= Goal =
Retype exactly the lines from the line with "If you could indicate the horse's eye" to the end of the data, keeping both boundary lines.

= Extracted material =
'''

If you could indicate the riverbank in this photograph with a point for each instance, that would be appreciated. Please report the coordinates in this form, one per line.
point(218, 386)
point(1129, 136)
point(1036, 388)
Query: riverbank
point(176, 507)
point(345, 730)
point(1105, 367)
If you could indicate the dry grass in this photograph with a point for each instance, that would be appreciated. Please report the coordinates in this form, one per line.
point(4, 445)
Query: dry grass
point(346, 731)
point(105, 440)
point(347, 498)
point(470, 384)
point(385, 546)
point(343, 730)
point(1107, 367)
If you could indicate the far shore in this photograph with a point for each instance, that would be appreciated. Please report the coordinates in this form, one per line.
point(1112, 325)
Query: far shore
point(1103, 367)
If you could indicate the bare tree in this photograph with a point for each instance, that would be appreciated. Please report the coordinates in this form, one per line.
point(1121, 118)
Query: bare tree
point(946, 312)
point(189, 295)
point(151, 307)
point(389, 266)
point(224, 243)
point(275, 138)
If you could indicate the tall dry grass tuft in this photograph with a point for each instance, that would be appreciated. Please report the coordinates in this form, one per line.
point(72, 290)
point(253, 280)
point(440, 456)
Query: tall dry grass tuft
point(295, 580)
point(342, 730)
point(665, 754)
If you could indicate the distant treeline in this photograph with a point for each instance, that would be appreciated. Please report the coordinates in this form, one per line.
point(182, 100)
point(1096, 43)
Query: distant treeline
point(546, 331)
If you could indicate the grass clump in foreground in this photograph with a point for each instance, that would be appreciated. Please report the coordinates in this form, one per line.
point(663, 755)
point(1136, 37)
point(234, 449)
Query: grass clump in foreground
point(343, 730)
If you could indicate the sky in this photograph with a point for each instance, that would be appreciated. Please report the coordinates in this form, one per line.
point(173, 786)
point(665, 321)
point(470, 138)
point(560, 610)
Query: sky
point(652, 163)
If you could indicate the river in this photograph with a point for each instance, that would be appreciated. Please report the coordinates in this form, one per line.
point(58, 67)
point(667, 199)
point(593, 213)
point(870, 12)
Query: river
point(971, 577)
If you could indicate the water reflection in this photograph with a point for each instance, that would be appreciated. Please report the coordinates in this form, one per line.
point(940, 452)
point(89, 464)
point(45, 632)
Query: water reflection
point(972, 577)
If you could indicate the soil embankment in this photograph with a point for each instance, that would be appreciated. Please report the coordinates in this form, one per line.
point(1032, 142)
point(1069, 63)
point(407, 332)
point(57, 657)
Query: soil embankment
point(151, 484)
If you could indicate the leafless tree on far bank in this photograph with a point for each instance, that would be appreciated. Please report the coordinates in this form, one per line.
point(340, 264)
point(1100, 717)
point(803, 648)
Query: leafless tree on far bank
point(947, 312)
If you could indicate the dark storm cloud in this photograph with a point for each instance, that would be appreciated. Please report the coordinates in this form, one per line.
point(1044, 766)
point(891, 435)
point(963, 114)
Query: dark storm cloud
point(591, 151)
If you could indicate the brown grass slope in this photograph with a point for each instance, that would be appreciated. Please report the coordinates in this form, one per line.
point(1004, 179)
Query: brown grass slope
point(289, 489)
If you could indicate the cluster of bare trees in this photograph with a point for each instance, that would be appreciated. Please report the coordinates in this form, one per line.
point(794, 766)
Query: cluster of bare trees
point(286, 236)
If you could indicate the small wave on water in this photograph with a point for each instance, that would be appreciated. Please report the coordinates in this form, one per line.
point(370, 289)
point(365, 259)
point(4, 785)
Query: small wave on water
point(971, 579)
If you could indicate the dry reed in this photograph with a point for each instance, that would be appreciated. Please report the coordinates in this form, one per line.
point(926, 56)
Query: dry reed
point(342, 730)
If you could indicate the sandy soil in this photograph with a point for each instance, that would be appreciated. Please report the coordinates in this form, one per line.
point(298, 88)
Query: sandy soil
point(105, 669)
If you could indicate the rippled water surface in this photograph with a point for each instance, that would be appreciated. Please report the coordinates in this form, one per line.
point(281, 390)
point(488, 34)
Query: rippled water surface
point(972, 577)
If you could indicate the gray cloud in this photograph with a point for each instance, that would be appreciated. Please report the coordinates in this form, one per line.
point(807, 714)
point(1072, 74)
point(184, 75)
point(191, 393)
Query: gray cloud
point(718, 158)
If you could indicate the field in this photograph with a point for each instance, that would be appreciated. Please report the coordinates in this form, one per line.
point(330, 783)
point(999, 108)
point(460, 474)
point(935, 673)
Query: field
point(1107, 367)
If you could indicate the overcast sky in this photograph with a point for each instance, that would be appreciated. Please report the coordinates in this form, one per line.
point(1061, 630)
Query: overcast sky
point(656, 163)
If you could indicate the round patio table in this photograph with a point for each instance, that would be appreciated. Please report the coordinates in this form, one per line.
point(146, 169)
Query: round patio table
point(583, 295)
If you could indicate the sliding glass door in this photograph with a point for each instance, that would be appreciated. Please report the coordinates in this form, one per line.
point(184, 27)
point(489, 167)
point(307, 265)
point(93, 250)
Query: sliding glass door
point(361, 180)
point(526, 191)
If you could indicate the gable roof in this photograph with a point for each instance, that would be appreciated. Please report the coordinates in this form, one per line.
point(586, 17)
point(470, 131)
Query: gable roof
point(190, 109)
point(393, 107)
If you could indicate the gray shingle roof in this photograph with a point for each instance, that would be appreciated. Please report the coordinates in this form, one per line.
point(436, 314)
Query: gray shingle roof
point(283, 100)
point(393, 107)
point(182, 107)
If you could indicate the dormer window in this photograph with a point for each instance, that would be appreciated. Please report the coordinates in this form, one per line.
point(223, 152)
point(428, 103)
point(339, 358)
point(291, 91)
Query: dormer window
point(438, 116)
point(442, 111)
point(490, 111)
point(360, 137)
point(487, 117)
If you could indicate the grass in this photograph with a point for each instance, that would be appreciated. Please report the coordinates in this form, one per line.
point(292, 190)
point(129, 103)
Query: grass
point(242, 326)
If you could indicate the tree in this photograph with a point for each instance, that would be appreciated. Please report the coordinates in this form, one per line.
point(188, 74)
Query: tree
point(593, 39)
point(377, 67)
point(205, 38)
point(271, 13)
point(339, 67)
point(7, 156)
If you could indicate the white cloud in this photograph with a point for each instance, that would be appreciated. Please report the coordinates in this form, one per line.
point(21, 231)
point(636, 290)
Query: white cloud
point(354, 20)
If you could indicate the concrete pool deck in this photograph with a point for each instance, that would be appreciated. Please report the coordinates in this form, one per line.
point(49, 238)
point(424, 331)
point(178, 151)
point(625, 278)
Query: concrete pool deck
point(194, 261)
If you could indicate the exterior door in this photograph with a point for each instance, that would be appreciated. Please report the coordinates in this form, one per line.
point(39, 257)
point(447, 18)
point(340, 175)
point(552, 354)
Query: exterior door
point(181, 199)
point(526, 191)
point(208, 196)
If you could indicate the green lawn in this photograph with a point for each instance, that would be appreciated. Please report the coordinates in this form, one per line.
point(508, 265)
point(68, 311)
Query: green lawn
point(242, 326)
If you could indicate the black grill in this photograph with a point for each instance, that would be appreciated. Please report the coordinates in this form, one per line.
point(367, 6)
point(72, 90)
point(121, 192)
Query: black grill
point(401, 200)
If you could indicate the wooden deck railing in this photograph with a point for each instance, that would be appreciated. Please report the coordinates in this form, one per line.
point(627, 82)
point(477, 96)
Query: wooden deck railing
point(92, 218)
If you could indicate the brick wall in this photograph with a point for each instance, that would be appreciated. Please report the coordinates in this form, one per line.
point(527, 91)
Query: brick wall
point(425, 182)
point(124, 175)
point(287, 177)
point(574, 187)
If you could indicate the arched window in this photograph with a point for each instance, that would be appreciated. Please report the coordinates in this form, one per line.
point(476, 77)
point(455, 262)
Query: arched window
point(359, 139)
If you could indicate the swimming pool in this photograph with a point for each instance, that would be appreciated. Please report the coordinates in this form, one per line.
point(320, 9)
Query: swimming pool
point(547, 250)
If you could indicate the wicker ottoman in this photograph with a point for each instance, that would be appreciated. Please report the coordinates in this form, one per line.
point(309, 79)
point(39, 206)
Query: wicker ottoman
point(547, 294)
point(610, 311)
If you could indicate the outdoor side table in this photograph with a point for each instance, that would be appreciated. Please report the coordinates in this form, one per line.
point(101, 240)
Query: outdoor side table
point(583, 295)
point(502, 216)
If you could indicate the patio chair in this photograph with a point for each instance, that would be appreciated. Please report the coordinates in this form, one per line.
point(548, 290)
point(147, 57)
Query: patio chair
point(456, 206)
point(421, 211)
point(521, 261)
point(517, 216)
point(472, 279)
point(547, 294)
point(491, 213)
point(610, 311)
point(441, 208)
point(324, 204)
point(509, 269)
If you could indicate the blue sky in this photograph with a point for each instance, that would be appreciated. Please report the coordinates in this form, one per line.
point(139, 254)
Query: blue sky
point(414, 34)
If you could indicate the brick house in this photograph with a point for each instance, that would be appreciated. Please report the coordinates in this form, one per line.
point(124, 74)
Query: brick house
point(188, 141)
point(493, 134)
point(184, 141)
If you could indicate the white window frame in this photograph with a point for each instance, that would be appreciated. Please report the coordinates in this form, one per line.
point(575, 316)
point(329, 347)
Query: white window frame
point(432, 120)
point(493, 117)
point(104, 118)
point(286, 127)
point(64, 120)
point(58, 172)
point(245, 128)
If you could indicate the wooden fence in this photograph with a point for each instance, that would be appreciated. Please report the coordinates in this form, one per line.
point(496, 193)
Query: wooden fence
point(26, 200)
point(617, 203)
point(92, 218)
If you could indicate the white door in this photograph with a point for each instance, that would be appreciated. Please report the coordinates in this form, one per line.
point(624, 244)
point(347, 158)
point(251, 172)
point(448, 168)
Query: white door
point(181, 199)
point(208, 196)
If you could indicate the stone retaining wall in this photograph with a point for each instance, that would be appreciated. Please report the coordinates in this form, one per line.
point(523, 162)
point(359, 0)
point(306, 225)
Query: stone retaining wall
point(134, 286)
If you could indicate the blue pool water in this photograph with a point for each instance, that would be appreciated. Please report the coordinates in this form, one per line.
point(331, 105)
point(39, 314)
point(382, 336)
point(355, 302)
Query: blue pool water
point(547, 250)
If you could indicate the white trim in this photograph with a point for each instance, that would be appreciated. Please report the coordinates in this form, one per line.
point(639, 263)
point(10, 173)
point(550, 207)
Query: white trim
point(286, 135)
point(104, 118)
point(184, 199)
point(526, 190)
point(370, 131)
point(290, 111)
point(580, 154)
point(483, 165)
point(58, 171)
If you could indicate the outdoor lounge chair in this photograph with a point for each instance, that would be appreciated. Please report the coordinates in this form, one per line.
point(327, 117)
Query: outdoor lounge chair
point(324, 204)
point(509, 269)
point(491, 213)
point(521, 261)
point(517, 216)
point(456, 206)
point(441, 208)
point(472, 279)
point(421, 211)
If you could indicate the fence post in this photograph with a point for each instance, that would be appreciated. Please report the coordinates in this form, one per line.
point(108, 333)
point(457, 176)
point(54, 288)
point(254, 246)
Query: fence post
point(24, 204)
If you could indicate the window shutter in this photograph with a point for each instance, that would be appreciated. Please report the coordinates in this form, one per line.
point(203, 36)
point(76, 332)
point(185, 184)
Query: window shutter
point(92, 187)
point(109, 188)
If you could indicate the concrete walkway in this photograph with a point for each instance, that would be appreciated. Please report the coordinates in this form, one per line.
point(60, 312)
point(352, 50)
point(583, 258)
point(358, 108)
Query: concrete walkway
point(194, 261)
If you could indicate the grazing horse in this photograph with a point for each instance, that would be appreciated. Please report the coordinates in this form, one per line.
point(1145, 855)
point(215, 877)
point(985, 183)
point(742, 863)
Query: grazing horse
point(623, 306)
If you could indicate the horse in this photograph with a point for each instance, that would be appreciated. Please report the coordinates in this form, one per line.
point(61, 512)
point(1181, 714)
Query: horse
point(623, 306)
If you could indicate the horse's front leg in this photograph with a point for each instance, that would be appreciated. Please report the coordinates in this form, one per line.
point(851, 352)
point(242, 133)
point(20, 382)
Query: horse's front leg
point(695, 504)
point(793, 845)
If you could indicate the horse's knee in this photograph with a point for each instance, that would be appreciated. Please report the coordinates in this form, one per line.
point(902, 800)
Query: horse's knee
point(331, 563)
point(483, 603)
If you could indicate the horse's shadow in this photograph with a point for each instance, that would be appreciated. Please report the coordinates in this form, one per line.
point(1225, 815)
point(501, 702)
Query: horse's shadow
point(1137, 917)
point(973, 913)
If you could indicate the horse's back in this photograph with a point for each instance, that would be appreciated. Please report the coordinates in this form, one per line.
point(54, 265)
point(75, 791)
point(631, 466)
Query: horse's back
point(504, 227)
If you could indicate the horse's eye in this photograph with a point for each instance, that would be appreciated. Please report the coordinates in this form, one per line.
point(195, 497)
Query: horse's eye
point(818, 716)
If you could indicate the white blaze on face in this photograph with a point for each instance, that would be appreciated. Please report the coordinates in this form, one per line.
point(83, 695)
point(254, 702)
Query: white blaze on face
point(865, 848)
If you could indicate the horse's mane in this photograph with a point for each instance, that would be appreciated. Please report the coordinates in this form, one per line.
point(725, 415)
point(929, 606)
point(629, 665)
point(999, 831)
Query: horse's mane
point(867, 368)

'''

= Exercise output =
If you could indicate the horse's eye in this photograph with a point for each instance, that would be appreciated. Please report the coordinates in this form, one per line.
point(195, 497)
Query: horse's eye
point(818, 716)
If you could indicate the white blaze on face in this photograph with a point for each instance, that would be appreciated. Please report the coordinates in this form, one per line.
point(83, 695)
point(254, 702)
Query: white blaze on face
point(865, 848)
If you could indicate the horse's mane in this photograph with a point for each instance, that would be appreciated. Please report the coordinates in this form, one per line.
point(725, 415)
point(929, 606)
point(629, 665)
point(999, 831)
Query: horse's mane
point(867, 368)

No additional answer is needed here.